#### [YOUR TASK]
Write out precisely the lines beginning with the line that contains "fragment in the photo above." and ending with the last line of the entries, and no other lines.
--- Start ---
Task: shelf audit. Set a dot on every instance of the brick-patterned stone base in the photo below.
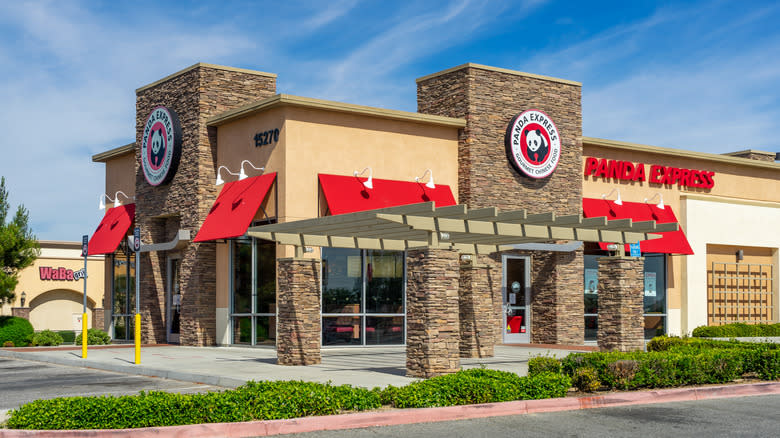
(621, 284)
(298, 306)
(21, 312)
(433, 328)
(478, 323)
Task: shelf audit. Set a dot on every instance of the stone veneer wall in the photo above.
(621, 299)
(196, 95)
(299, 334)
(488, 99)
(432, 318)
(478, 323)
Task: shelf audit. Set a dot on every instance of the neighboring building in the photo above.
(53, 289)
(204, 281)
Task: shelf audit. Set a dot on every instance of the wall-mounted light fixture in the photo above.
(242, 174)
(369, 183)
(430, 183)
(102, 204)
(221, 181)
(617, 201)
(660, 196)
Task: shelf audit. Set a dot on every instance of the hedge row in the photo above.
(276, 400)
(737, 330)
(670, 362)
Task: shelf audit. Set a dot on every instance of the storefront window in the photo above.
(362, 297)
(654, 286)
(123, 294)
(253, 298)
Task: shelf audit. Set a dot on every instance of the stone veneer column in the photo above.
(298, 340)
(196, 94)
(488, 98)
(478, 322)
(432, 313)
(621, 299)
(557, 308)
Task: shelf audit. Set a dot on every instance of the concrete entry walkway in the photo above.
(232, 366)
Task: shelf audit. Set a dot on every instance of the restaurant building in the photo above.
(256, 223)
(50, 292)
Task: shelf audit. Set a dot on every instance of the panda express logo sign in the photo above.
(533, 144)
(161, 146)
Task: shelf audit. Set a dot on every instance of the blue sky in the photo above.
(701, 76)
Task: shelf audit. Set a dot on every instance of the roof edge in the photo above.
(203, 64)
(102, 157)
(499, 70)
(308, 102)
(718, 158)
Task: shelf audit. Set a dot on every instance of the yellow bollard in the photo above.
(137, 338)
(84, 335)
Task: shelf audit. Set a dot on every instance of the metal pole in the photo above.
(137, 308)
(84, 329)
(137, 248)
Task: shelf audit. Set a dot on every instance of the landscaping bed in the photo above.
(670, 362)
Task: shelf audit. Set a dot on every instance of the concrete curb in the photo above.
(410, 416)
(226, 382)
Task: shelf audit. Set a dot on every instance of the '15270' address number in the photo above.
(267, 137)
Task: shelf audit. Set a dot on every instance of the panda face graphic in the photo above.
(537, 147)
(158, 149)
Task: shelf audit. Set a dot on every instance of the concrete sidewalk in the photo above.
(232, 366)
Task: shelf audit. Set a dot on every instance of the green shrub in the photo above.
(543, 364)
(737, 330)
(586, 379)
(94, 337)
(15, 329)
(478, 386)
(47, 337)
(253, 401)
(664, 343)
(68, 336)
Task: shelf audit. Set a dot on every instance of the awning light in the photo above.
(660, 204)
(369, 183)
(618, 201)
(430, 183)
(242, 174)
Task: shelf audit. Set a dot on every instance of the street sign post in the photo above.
(84, 327)
(137, 249)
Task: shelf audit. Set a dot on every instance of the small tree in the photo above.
(18, 246)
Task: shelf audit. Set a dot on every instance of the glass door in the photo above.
(173, 299)
(516, 292)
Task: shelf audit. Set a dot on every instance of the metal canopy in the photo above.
(476, 231)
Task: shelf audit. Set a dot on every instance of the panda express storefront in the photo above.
(327, 227)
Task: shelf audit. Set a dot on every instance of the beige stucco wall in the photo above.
(120, 175)
(735, 184)
(53, 303)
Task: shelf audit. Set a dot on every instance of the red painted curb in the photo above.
(409, 416)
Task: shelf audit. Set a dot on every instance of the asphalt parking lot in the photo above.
(23, 381)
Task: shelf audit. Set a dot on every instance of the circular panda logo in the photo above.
(533, 144)
(161, 146)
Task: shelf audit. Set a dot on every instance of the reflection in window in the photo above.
(354, 280)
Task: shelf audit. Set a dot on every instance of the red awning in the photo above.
(346, 194)
(112, 229)
(672, 242)
(235, 207)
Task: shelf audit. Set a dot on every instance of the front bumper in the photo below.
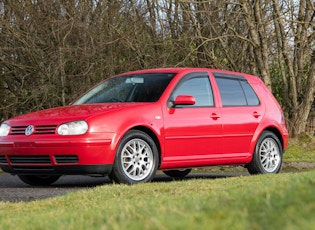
(67, 156)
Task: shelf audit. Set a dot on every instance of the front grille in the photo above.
(66, 159)
(40, 129)
(3, 160)
(30, 159)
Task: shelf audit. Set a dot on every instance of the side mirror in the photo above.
(184, 100)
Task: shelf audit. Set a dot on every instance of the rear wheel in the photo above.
(136, 159)
(267, 157)
(177, 174)
(38, 180)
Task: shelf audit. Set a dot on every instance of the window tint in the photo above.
(236, 92)
(251, 96)
(197, 86)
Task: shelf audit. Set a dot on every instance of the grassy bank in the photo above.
(301, 149)
(283, 201)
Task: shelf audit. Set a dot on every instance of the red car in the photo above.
(133, 124)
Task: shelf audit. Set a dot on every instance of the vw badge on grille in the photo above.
(29, 130)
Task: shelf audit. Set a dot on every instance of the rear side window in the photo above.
(236, 92)
(197, 86)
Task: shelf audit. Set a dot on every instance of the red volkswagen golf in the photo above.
(133, 124)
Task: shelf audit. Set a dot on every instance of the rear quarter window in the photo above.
(236, 91)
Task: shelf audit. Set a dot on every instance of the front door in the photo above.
(192, 132)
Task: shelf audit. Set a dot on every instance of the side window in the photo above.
(236, 92)
(197, 86)
(251, 96)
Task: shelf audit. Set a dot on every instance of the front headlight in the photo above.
(4, 130)
(73, 128)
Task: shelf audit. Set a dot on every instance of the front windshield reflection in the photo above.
(128, 88)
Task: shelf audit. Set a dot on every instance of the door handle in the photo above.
(256, 114)
(214, 116)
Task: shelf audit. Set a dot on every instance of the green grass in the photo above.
(283, 201)
(301, 149)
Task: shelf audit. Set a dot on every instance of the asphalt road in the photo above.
(12, 189)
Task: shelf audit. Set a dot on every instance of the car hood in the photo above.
(73, 112)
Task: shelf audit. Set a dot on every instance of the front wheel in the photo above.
(136, 159)
(267, 157)
(38, 180)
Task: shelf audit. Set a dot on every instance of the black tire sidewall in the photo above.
(118, 174)
(256, 157)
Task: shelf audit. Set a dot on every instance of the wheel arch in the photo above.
(154, 137)
(277, 133)
(272, 129)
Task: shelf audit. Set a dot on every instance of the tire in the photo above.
(38, 180)
(136, 159)
(267, 157)
(177, 174)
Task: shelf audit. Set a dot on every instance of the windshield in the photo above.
(128, 88)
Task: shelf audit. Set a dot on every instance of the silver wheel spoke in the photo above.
(137, 159)
(269, 155)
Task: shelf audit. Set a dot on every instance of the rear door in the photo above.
(241, 113)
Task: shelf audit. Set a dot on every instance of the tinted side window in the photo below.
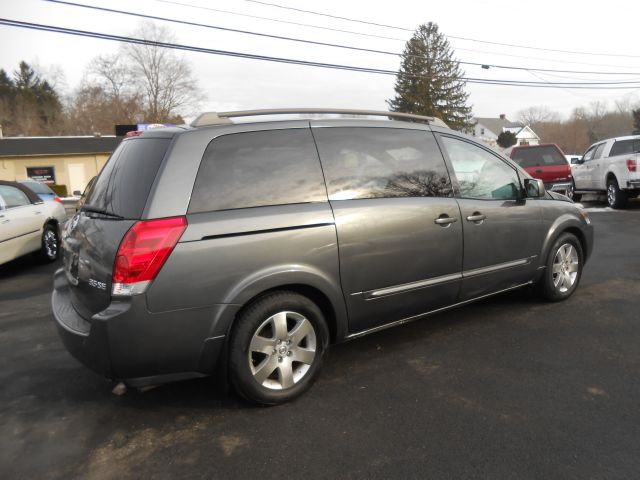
(252, 169)
(123, 185)
(480, 173)
(538, 156)
(599, 150)
(12, 197)
(381, 163)
(622, 147)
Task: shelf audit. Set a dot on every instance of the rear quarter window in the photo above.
(255, 169)
(538, 156)
(361, 163)
(123, 185)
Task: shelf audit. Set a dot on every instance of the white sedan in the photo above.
(27, 224)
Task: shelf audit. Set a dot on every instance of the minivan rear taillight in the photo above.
(143, 251)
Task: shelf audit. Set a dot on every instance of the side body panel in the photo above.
(395, 261)
(501, 251)
(228, 257)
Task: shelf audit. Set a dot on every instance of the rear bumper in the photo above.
(128, 342)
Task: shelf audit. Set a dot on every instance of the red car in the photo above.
(548, 163)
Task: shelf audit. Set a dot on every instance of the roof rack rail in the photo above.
(219, 118)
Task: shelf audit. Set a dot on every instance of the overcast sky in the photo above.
(610, 31)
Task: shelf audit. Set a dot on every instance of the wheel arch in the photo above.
(564, 224)
(307, 282)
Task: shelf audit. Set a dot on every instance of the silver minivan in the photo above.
(248, 248)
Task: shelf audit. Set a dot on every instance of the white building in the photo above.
(488, 129)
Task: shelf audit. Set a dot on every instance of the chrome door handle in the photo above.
(445, 220)
(476, 217)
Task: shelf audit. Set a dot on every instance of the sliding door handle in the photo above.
(445, 220)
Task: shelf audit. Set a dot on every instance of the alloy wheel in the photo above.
(565, 268)
(611, 194)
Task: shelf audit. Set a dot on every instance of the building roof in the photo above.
(22, 146)
(497, 124)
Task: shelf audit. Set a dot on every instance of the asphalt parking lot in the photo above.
(506, 388)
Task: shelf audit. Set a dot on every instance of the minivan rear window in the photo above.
(123, 185)
(538, 156)
(257, 169)
(624, 147)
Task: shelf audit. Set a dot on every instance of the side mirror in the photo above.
(534, 188)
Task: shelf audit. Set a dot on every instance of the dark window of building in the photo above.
(622, 147)
(381, 163)
(480, 173)
(253, 169)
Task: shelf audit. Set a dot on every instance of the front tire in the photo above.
(563, 269)
(616, 198)
(50, 244)
(276, 348)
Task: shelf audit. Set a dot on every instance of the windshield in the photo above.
(538, 156)
(123, 185)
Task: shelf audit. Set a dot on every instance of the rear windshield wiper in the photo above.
(90, 209)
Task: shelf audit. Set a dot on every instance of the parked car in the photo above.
(610, 166)
(28, 224)
(40, 189)
(548, 163)
(279, 238)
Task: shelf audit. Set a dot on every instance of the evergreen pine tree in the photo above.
(429, 80)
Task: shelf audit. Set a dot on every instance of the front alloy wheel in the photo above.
(563, 269)
(49, 247)
(616, 198)
(282, 350)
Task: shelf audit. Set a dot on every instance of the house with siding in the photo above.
(488, 129)
(70, 161)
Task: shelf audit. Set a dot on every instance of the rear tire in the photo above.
(563, 269)
(50, 244)
(276, 348)
(616, 198)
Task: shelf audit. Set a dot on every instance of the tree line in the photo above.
(140, 83)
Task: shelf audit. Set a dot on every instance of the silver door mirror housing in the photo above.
(534, 187)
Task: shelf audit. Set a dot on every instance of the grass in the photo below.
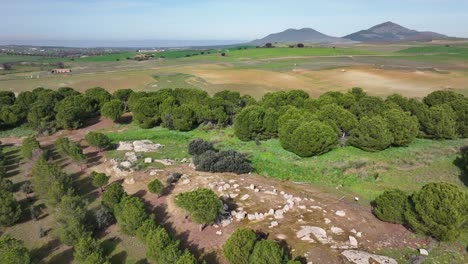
(355, 171)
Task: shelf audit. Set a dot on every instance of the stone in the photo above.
(340, 213)
(336, 230)
(129, 181)
(319, 233)
(186, 181)
(245, 197)
(273, 224)
(362, 257)
(353, 241)
(423, 252)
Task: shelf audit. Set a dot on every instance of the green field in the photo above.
(366, 174)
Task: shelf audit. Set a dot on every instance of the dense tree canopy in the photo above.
(203, 205)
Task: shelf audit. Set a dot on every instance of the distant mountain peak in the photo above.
(392, 32)
(305, 35)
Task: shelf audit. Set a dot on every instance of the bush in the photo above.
(403, 126)
(13, 251)
(199, 146)
(203, 205)
(223, 161)
(310, 138)
(156, 187)
(371, 134)
(390, 206)
(439, 210)
(239, 246)
(113, 195)
(130, 214)
(267, 252)
(10, 210)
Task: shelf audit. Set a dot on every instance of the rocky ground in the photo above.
(317, 226)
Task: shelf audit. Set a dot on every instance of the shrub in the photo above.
(156, 187)
(130, 214)
(113, 195)
(239, 246)
(371, 134)
(438, 210)
(311, 138)
(199, 146)
(267, 252)
(13, 251)
(390, 206)
(403, 126)
(203, 205)
(10, 210)
(223, 161)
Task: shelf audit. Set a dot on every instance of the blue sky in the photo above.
(218, 19)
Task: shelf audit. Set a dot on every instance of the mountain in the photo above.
(391, 32)
(306, 35)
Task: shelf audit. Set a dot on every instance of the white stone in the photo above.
(353, 241)
(423, 252)
(340, 213)
(245, 197)
(336, 230)
(362, 257)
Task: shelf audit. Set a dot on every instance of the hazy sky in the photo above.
(218, 19)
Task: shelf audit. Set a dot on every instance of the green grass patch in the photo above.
(366, 174)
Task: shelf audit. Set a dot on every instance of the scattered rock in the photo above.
(340, 213)
(423, 252)
(362, 257)
(353, 241)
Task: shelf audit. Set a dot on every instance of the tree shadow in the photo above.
(64, 257)
(119, 258)
(462, 165)
(38, 254)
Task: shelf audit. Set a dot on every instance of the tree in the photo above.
(70, 220)
(248, 124)
(147, 226)
(13, 251)
(438, 210)
(10, 210)
(113, 195)
(99, 95)
(390, 206)
(123, 95)
(112, 110)
(130, 214)
(441, 122)
(28, 145)
(199, 146)
(104, 217)
(267, 252)
(187, 258)
(311, 138)
(203, 205)
(99, 180)
(85, 247)
(403, 126)
(98, 140)
(239, 246)
(371, 134)
(156, 187)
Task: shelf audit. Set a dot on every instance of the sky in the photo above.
(228, 20)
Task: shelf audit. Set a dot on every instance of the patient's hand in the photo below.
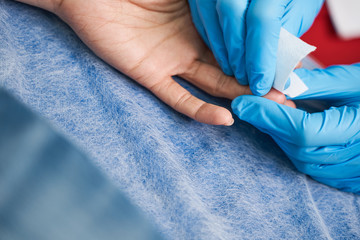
(150, 41)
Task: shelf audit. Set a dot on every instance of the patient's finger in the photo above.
(212, 80)
(182, 101)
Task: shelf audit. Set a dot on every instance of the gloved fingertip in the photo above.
(241, 78)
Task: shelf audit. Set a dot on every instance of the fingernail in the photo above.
(230, 123)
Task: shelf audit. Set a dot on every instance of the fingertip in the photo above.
(258, 91)
(290, 103)
(214, 115)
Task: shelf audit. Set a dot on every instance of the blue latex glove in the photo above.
(244, 34)
(324, 145)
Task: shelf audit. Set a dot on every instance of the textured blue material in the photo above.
(194, 181)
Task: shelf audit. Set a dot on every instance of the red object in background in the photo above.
(331, 49)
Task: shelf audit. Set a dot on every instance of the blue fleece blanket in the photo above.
(194, 181)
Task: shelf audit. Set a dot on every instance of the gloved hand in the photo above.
(324, 145)
(243, 34)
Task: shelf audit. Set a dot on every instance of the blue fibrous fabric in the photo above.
(193, 181)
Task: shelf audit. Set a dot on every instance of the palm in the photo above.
(151, 41)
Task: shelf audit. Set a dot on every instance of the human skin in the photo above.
(151, 41)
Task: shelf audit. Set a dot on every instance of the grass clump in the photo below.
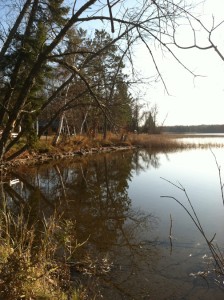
(30, 267)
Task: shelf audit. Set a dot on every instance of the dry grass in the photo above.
(28, 265)
(154, 142)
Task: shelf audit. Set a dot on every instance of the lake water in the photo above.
(116, 202)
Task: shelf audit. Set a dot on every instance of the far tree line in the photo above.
(194, 129)
(53, 70)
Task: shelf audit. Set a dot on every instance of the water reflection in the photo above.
(93, 193)
(114, 201)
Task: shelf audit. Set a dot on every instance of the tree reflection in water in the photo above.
(93, 192)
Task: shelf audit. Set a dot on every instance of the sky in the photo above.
(191, 100)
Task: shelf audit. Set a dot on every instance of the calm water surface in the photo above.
(117, 204)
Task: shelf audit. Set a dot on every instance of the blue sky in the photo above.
(192, 101)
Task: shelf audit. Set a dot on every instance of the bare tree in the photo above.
(32, 47)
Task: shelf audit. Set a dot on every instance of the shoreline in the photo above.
(38, 159)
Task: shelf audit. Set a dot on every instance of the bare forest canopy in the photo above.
(66, 63)
(194, 129)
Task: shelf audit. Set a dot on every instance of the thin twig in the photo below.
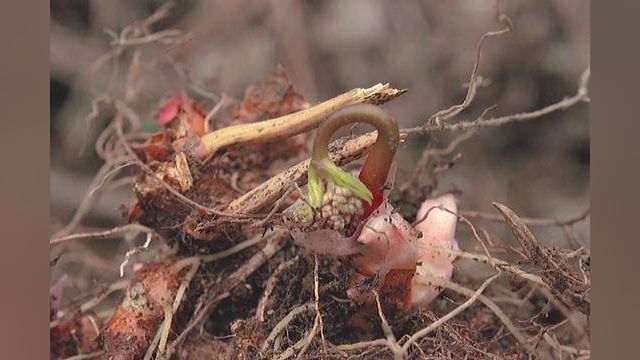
(424, 332)
(432, 280)
(270, 286)
(529, 221)
(580, 96)
(106, 234)
(296, 123)
(282, 324)
(392, 343)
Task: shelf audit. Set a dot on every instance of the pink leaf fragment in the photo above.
(438, 229)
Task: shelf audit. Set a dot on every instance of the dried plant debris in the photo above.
(342, 272)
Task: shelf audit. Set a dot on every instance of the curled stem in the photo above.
(376, 167)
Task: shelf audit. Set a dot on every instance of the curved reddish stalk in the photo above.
(376, 167)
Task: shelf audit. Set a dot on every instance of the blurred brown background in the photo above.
(539, 168)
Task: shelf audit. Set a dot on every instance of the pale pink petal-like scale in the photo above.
(438, 229)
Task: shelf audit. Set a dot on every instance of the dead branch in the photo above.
(296, 123)
(581, 96)
(529, 221)
(432, 280)
(424, 332)
(106, 234)
(454, 110)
--- End ---
#### [SOLUTION]
Task: shelf audit. Set a dot on every instance of the pink leaf fragment in the photo above.
(438, 229)
Task: shelf audit. Set a dot on every instance of the dried plant debris in the photo above.
(342, 272)
Task: shelf audit. Set a dot on every instance of the curled stem in the photo above.
(376, 167)
Task: shelf audit. Set a dot on every instance of the curved reddish stalk in the photo above.
(376, 167)
Task: shelf audit. Set a dot on every instance of the blurred brown background in the photo above.
(539, 168)
Task: shelf audit. Set a dot on every instance of the pale pink petal-like scale in the photo above.
(438, 229)
Task: shelf audit. Set a dot on every instance of the dead branch in the photo above.
(296, 123)
(581, 96)
(529, 221)
(432, 280)
(424, 332)
(106, 234)
(454, 110)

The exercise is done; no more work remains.